Instructions to follow: Quote the records that follow in full, leaving the pictures out.

Dataset entries:
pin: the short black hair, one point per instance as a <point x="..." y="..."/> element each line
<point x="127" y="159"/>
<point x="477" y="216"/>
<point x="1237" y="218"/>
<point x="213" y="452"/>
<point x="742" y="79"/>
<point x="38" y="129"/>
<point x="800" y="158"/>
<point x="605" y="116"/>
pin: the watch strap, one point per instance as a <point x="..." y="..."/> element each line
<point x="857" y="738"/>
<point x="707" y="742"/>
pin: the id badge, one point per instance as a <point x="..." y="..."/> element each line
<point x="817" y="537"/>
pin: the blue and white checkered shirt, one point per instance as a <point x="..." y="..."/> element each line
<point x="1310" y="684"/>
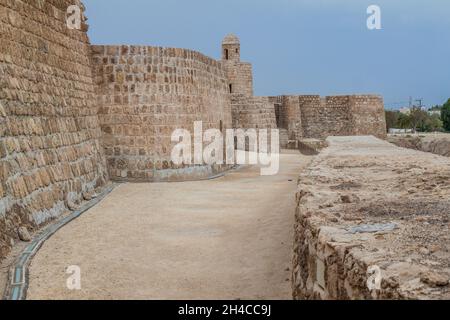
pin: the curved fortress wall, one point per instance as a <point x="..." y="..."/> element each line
<point x="313" y="117"/>
<point x="144" y="94"/>
<point x="50" y="155"/>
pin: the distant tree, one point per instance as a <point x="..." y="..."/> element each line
<point x="433" y="123"/>
<point x="445" y="115"/>
<point x="392" y="119"/>
<point x="404" y="121"/>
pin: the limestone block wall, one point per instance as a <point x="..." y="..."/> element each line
<point x="144" y="94"/>
<point x="50" y="155"/>
<point x="291" y="116"/>
<point x="370" y="227"/>
<point x="240" y="77"/>
<point x="253" y="112"/>
<point x="368" y="117"/>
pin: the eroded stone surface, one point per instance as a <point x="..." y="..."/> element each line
<point x="395" y="186"/>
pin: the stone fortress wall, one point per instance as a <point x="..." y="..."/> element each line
<point x="145" y="94"/>
<point x="298" y="116"/>
<point x="50" y="153"/>
<point x="74" y="116"/>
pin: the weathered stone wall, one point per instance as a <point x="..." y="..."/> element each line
<point x="368" y="116"/>
<point x="372" y="222"/>
<point x="437" y="144"/>
<point x="144" y="94"/>
<point x="253" y="112"/>
<point x="311" y="116"/>
<point x="50" y="155"/>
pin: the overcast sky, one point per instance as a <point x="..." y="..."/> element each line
<point x="300" y="46"/>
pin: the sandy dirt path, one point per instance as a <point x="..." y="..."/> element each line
<point x="228" y="238"/>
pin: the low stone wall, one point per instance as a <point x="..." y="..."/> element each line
<point x="439" y="144"/>
<point x="145" y="94"/>
<point x="372" y="222"/>
<point x="51" y="159"/>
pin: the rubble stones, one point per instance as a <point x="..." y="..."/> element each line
<point x="402" y="234"/>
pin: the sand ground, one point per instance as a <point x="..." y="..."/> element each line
<point x="228" y="238"/>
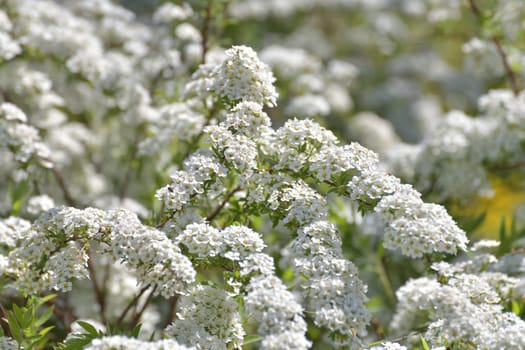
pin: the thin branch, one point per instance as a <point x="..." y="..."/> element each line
<point x="139" y="314"/>
<point x="100" y="295"/>
<point x="219" y="208"/>
<point x="131" y="304"/>
<point x="172" y="307"/>
<point x="510" y="73"/>
<point x="129" y="168"/>
<point x="206" y="31"/>
<point x="499" y="47"/>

Answer in full:
pin: the short black hair, one point per instance as a <point x="..." y="..."/> element each line
<point x="127" y="159"/>
<point x="477" y="216"/>
<point x="1237" y="218"/>
<point x="213" y="452"/>
<point x="742" y="79"/>
<point x="38" y="129"/>
<point x="800" y="158"/>
<point x="605" y="116"/>
pin: the watch strap, one point per instance as a <point x="..." y="..."/> element each line
<point x="857" y="738"/>
<point x="707" y="742"/>
pin: the id badge, one point per instance as a <point x="..." y="..."/> element each line
<point x="817" y="537"/>
pin: the blue and white checkered shirt, one point per instance as a <point x="..." y="..."/> element each line
<point x="1310" y="684"/>
pin: the curved fortress wall, one point per instance as a <point x="..." y="..."/> element each line
<point x="313" y="117"/>
<point x="144" y="94"/>
<point x="50" y="155"/>
pin: the distant tree, one point per instance as a <point x="..." y="..."/> element each line
<point x="433" y="123"/>
<point x="445" y="115"/>
<point x="392" y="119"/>
<point x="404" y="121"/>
pin: the limestone block wall, one point per instance as a <point x="..." y="..."/> element each line
<point x="144" y="94"/>
<point x="50" y="155"/>
<point x="291" y="116"/>
<point x="370" y="227"/>
<point x="240" y="77"/>
<point x="253" y="112"/>
<point x="368" y="117"/>
pin: the eroded stone surface, one point per instance as a <point x="..." y="..."/> element each line
<point x="395" y="186"/>
pin: the stone fortress wall, one point per instance as a <point x="..." y="..."/> element each line
<point x="145" y="94"/>
<point x="298" y="116"/>
<point x="50" y="153"/>
<point x="74" y="116"/>
pin: the weathered stone wall, one point per instance as a <point x="..." y="..."/> element each line
<point x="368" y="116"/>
<point x="372" y="222"/>
<point x="437" y="144"/>
<point x="144" y="94"/>
<point x="253" y="112"/>
<point x="311" y="116"/>
<point x="50" y="155"/>
pin: the overcast sky, one point per instance as a <point x="..." y="..."/> element each line
<point x="300" y="46"/>
pin: the sandy dirt path, one point per instance as a <point x="..." y="..."/> element each line
<point x="228" y="238"/>
pin: the low stone wall, one point per instance as a <point x="..." y="..."/> element each line
<point x="439" y="144"/>
<point x="145" y="94"/>
<point x="372" y="222"/>
<point x="51" y="159"/>
pin: the rubble stones, one point per instance as a <point x="..." y="..."/> element each line
<point x="402" y="234"/>
pin: the sand ground, one point per instance as a <point x="..." y="..."/> element each line
<point x="228" y="238"/>
pin: the thin branch, one point per instance as a <point x="..." y="..."/> element each line
<point x="139" y="314"/>
<point x="100" y="295"/>
<point x="219" y="208"/>
<point x="131" y="304"/>
<point x="172" y="307"/>
<point x="510" y="73"/>
<point x="129" y="168"/>
<point x="206" y="31"/>
<point x="499" y="47"/>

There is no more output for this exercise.